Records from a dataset
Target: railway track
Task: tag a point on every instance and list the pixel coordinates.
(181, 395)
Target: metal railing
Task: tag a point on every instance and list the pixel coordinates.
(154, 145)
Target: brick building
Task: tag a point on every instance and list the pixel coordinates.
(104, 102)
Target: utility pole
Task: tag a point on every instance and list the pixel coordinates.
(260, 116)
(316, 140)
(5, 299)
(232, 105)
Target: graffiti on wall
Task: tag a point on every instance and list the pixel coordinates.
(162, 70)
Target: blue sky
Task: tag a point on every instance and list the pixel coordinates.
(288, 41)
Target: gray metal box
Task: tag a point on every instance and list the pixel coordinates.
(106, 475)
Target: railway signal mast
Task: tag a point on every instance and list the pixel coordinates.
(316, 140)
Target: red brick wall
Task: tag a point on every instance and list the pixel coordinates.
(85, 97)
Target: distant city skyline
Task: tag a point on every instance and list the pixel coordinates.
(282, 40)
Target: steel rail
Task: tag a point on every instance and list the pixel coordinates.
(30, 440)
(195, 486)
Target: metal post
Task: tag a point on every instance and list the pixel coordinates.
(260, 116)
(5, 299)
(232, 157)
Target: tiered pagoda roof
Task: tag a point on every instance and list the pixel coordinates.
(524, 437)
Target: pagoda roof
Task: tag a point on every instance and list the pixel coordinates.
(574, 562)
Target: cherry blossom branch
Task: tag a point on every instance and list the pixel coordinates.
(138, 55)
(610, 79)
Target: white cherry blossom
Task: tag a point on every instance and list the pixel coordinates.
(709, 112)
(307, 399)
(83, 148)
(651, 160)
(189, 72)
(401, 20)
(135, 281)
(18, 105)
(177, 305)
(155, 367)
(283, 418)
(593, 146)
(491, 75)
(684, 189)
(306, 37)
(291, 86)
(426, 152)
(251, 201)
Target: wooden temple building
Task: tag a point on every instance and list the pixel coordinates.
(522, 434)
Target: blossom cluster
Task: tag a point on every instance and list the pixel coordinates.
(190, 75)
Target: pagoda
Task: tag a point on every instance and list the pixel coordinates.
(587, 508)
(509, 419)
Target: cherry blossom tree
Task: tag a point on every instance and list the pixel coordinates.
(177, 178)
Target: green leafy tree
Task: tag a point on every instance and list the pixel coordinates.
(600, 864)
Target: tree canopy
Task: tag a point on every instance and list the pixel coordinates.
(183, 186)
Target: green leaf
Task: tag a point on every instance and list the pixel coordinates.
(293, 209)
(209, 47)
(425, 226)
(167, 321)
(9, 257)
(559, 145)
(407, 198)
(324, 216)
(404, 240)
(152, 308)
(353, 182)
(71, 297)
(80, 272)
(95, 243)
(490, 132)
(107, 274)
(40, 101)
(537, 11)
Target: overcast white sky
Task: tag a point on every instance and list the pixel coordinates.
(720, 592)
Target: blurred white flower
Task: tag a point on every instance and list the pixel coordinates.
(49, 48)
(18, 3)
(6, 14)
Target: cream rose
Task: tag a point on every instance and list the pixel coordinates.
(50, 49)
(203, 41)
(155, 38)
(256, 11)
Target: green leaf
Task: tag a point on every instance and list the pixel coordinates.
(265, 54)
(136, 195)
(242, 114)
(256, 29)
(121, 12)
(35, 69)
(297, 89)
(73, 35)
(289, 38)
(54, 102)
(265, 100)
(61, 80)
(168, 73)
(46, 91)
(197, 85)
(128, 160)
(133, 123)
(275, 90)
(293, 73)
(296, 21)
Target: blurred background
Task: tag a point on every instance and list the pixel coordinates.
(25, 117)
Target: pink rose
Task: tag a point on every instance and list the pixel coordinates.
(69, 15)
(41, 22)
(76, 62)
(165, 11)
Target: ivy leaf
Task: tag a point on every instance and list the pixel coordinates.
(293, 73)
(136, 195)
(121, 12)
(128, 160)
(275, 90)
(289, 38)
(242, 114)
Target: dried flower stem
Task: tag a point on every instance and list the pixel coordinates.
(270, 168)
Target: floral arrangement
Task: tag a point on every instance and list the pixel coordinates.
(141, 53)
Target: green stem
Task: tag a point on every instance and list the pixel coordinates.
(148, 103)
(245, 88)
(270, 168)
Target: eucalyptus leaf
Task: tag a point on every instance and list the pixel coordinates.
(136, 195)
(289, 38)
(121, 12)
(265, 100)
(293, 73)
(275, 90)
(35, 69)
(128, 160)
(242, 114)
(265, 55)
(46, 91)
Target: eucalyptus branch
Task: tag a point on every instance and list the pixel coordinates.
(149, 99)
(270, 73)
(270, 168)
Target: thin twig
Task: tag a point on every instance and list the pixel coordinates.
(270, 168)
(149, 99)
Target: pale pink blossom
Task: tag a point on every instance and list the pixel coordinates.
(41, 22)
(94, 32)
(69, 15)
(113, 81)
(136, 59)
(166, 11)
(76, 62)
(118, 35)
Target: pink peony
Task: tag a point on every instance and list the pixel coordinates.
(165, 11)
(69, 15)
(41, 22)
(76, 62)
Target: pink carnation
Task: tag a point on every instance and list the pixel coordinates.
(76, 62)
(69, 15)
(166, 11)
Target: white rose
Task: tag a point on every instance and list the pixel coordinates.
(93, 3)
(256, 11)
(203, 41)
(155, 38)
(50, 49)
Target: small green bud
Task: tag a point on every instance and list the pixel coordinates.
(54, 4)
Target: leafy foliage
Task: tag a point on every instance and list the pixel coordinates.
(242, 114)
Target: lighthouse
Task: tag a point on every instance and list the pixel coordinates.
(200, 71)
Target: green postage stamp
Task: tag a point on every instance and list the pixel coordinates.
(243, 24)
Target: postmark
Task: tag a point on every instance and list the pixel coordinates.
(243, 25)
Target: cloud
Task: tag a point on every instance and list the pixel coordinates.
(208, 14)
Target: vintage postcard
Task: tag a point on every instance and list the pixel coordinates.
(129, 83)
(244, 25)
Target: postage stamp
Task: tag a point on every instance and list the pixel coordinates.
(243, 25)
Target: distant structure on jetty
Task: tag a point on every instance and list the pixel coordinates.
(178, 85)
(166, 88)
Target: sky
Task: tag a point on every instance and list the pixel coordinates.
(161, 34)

Exercise requirements:
Looking at the data above, return every line from the one with "Target: distant city skyline" down to the one with "Target: metal post", exactly and inclusively.

Your solution:
Target: distant city skyline
Task: tag a point on every instance and list the pixel coordinates.
(282, 40)
Target: steel rail
Task: tag a point on every instance and list the pixel coordinates.
(30, 440)
(195, 486)
Target: metal post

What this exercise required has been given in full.